=== Directions ===
Down to the last line, set the entries down again exactly.
Top of Data provided
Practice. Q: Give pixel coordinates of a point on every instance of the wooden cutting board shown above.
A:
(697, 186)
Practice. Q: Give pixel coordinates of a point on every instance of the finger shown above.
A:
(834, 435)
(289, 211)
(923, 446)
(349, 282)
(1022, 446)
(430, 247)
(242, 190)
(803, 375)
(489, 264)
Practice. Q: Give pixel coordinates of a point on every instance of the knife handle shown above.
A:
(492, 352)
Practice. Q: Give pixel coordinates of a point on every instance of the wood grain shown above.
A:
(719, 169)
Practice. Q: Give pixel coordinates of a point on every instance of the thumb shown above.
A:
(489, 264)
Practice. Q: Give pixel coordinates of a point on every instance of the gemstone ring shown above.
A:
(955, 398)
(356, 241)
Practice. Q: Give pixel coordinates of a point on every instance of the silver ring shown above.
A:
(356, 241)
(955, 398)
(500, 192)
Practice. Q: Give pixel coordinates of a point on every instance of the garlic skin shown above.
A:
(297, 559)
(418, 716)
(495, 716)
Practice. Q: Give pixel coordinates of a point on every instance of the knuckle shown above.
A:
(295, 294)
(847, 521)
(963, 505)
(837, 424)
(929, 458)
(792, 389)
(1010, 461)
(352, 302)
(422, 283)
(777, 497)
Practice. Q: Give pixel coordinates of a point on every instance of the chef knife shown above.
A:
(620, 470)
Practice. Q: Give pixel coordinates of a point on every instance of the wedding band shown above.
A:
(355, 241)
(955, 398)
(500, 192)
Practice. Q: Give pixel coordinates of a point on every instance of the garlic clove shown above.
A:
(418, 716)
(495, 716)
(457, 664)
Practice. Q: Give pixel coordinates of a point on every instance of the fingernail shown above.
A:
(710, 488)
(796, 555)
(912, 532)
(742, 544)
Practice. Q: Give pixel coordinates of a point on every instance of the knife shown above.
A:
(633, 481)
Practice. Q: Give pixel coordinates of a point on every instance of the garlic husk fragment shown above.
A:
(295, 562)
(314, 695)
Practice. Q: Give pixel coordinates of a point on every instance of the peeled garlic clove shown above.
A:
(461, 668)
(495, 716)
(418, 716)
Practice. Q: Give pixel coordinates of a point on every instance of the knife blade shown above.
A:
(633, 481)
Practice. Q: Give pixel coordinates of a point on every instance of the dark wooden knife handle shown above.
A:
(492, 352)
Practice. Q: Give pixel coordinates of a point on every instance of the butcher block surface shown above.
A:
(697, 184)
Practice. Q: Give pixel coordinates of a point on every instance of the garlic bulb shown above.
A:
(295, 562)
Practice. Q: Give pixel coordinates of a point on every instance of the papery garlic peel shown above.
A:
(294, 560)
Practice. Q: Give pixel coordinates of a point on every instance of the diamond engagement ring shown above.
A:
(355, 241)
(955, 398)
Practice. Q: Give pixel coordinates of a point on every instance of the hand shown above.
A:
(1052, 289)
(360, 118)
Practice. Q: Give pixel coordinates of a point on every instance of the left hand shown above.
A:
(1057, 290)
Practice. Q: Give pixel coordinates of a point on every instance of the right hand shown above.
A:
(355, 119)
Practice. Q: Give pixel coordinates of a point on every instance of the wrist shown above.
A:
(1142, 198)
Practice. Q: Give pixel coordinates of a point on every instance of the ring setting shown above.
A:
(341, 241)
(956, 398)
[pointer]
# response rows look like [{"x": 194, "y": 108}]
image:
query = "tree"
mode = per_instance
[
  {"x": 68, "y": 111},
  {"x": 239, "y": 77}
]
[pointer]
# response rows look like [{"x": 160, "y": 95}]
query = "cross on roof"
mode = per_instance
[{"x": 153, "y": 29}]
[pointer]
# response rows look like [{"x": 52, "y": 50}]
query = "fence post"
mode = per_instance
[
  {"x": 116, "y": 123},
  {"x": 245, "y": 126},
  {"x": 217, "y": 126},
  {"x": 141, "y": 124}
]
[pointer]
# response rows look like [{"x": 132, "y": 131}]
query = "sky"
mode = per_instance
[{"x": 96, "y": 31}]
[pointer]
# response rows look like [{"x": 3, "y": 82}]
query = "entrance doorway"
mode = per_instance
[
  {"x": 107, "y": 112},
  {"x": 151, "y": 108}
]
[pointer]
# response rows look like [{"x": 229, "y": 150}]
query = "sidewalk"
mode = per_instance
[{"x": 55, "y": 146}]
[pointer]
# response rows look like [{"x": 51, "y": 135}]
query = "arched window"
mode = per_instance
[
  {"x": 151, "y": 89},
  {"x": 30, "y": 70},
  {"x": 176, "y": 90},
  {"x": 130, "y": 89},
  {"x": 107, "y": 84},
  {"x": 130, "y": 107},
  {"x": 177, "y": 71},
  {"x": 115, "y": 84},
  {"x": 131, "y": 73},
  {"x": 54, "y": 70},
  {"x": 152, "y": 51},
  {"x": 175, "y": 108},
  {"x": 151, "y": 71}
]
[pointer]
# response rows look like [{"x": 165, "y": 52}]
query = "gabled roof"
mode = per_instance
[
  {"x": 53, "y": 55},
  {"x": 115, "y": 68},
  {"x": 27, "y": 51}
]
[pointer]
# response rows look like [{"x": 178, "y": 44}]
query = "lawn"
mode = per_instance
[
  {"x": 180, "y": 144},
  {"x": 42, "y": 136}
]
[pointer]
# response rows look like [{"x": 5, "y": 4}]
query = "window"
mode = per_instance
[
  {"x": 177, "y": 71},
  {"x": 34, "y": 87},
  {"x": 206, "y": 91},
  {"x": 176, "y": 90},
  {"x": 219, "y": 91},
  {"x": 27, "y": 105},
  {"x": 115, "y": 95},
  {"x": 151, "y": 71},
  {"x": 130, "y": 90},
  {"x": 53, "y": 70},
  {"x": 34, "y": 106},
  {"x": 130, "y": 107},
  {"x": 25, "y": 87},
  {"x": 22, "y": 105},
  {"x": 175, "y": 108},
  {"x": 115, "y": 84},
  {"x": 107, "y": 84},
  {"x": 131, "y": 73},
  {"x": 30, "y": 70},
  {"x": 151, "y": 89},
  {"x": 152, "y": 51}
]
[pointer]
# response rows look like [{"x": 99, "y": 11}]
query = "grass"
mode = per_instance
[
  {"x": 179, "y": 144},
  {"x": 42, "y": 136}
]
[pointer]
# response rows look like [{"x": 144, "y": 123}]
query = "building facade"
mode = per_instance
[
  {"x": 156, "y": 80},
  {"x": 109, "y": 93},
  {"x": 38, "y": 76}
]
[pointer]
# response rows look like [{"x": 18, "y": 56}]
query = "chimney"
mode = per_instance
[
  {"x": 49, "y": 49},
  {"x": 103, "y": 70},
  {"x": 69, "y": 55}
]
Bottom of Data provided
=== Answer space ===
Practice. Q: Give pixel coordinates of a point on every instance of the wooden cutting board shown above.
A:
(697, 186)
Practice. Q: Give pixel coordinates of a point on every instance of the finger shown above.
A:
(834, 435)
(289, 211)
(923, 446)
(349, 282)
(1022, 446)
(430, 247)
(242, 190)
(803, 375)
(489, 264)
Practice. Q: Give pixel coordinates of a point on every instance of the knife handle shown above.
A:
(492, 352)
Practice. Q: Give pixel coordinates of a point on every instance of the wood grain shown above.
A:
(719, 169)
Practice. Q: Give pixel coordinates of a point on every instance of the thumb shown above.
A:
(489, 264)
Practice. Q: Give pixel coordinates of a point on every instance of the gemstone ring shown above.
A:
(955, 398)
(356, 241)
Practice. Q: Give pixel coordinates of a point on every instance of the silver ring shown above.
A:
(356, 241)
(955, 398)
(500, 192)
Practice. Q: Give pixel coordinates of a point on every instance of the garlic skin shown above.
A:
(297, 559)
(418, 716)
(495, 716)
Practice. Q: Give pixel coordinates of a point on every instance of the knuckle shown above.
A:
(295, 294)
(847, 521)
(963, 505)
(837, 424)
(929, 458)
(792, 389)
(1010, 461)
(352, 302)
(422, 283)
(777, 497)
Practice. Q: Give pixel coordinates of a point on every instance of the chef knife shown above.
A:
(620, 470)
Practice. Q: Give pixel coordinates of a point on every instance of the wedding band shown above.
A:
(355, 241)
(955, 398)
(500, 192)
Practice. Q: Give pixel coordinates of a point on every instance of the garlic clove shown above.
A:
(418, 716)
(495, 716)
(457, 664)
Practice. Q: Give pixel coordinates of a point on every instance of the fingernail shown above.
A:
(710, 488)
(796, 555)
(912, 532)
(742, 544)
Practice. Q: Give pixel coordinates of a point on every instance of the knife shown above.
A:
(633, 481)
Practice. Q: Give pixel coordinates of a point on every instance of the garlic husk fragment shown above.
A:
(295, 562)
(314, 695)
Practice. Q: Give pixel coordinates of a point on every instance of the peeled garlic clove shown above.
A:
(461, 668)
(495, 716)
(418, 716)
Practice. Q: Give pixel coordinates of a point on every instance of the knife blade shown above.
A:
(633, 481)
Practice. Q: Give pixel coordinates of a point on every instance of the dark wooden knife handle shown above.
A:
(492, 352)
Practice. Q: Give pixel coordinates of a point on every instance of the butcher block surface shown above.
A:
(697, 184)
Practice. Q: Give pixel coordinates of a point on every instance of the garlic bulb shown above.
A:
(295, 562)
Practice. Q: Give pixel coordinates of a point on every instance of the papery garlic peel shown above.
A:
(294, 560)
Practice. Q: Give pixel coordinates of a point on every instance of the diamond engagement ring shown above.
A:
(355, 241)
(955, 398)
Practice. Q: Give pixel coordinates of a point on every instance of the hand shown above.
A:
(1052, 289)
(360, 118)
Practice. Q: Give pixel coordinates of a point on every instance of the left hand shown above.
A:
(1057, 290)
Practice. Q: Give pixel coordinates of a point on every instance of the right hand shown above.
A:
(355, 119)
Practice. Q: Give pixel coordinates of a point on every instance of the wrist shown above.
A:
(1142, 198)
Practice. Q: Give pixel coordinates of a point on every instance of the ring setting shown above.
A:
(341, 241)
(956, 398)
[pointer]
# response rows look like [{"x": 194, "y": 108}]
image:
query = "tree"
mode = per_instance
[
  {"x": 68, "y": 111},
  {"x": 239, "y": 77}
]
[pointer]
# response rows look like [{"x": 160, "y": 95}]
query = "cross on roof"
mode = per_instance
[{"x": 153, "y": 29}]
[pointer]
# response rows look like [{"x": 52, "y": 50}]
query = "fence post"
mode = per_instance
[
  {"x": 116, "y": 123},
  {"x": 245, "y": 126},
  {"x": 217, "y": 126},
  {"x": 141, "y": 124}
]
[pointer]
# response rows look like [{"x": 132, "y": 131}]
query = "sky"
mode = per_instance
[{"x": 96, "y": 31}]
[pointer]
# response rows look like [{"x": 3, "y": 82}]
query = "entrance doorway"
mode = per_instance
[
  {"x": 107, "y": 112},
  {"x": 151, "y": 108}
]
[pointer]
# response rows look like [{"x": 229, "y": 150}]
query = "sidewalk"
mode = per_instance
[{"x": 55, "y": 146}]
[pointer]
# response rows look like [{"x": 51, "y": 135}]
query = "arched window"
mode = per_instance
[
  {"x": 151, "y": 89},
  {"x": 30, "y": 70},
  {"x": 176, "y": 90},
  {"x": 130, "y": 89},
  {"x": 107, "y": 84},
  {"x": 130, "y": 107},
  {"x": 177, "y": 71},
  {"x": 115, "y": 84},
  {"x": 131, "y": 73},
  {"x": 54, "y": 70},
  {"x": 152, "y": 51},
  {"x": 175, "y": 108},
  {"x": 151, "y": 71}
]
[pointer]
# response rows look like [{"x": 165, "y": 52}]
query = "gabled roof"
mode = per_instance
[
  {"x": 53, "y": 55},
  {"x": 115, "y": 68},
  {"x": 27, "y": 51}
]
[pointer]
# response rows look like [{"x": 178, "y": 44}]
query = "lawn"
mode = per_instance
[
  {"x": 180, "y": 144},
  {"x": 42, "y": 136}
]
[pointer]
# response rows look like [{"x": 5, "y": 4}]
query = "window"
mode = per_instance
[
  {"x": 177, "y": 71},
  {"x": 34, "y": 87},
  {"x": 206, "y": 91},
  {"x": 176, "y": 90},
  {"x": 219, "y": 91},
  {"x": 27, "y": 105},
  {"x": 115, "y": 95},
  {"x": 151, "y": 71},
  {"x": 130, "y": 90},
  {"x": 53, "y": 70},
  {"x": 34, "y": 106},
  {"x": 130, "y": 107},
  {"x": 25, "y": 87},
  {"x": 22, "y": 105},
  {"x": 175, "y": 108},
  {"x": 115, "y": 84},
  {"x": 107, "y": 84},
  {"x": 131, "y": 73},
  {"x": 30, "y": 70},
  {"x": 151, "y": 89},
  {"x": 152, "y": 51}
]
[pointer]
# response rows look like [{"x": 99, "y": 11}]
query = "grass"
mode = per_instance
[
  {"x": 179, "y": 144},
  {"x": 42, "y": 136}
]
[pointer]
# response rows look like [{"x": 144, "y": 123}]
query = "building facade"
mode = per_instance
[
  {"x": 156, "y": 80},
  {"x": 109, "y": 93},
  {"x": 38, "y": 76}
]
[pointer]
# response rows look like [{"x": 18, "y": 56}]
query = "chimney"
mode = per_instance
[
  {"x": 49, "y": 49},
  {"x": 103, "y": 70},
  {"x": 69, "y": 55}
]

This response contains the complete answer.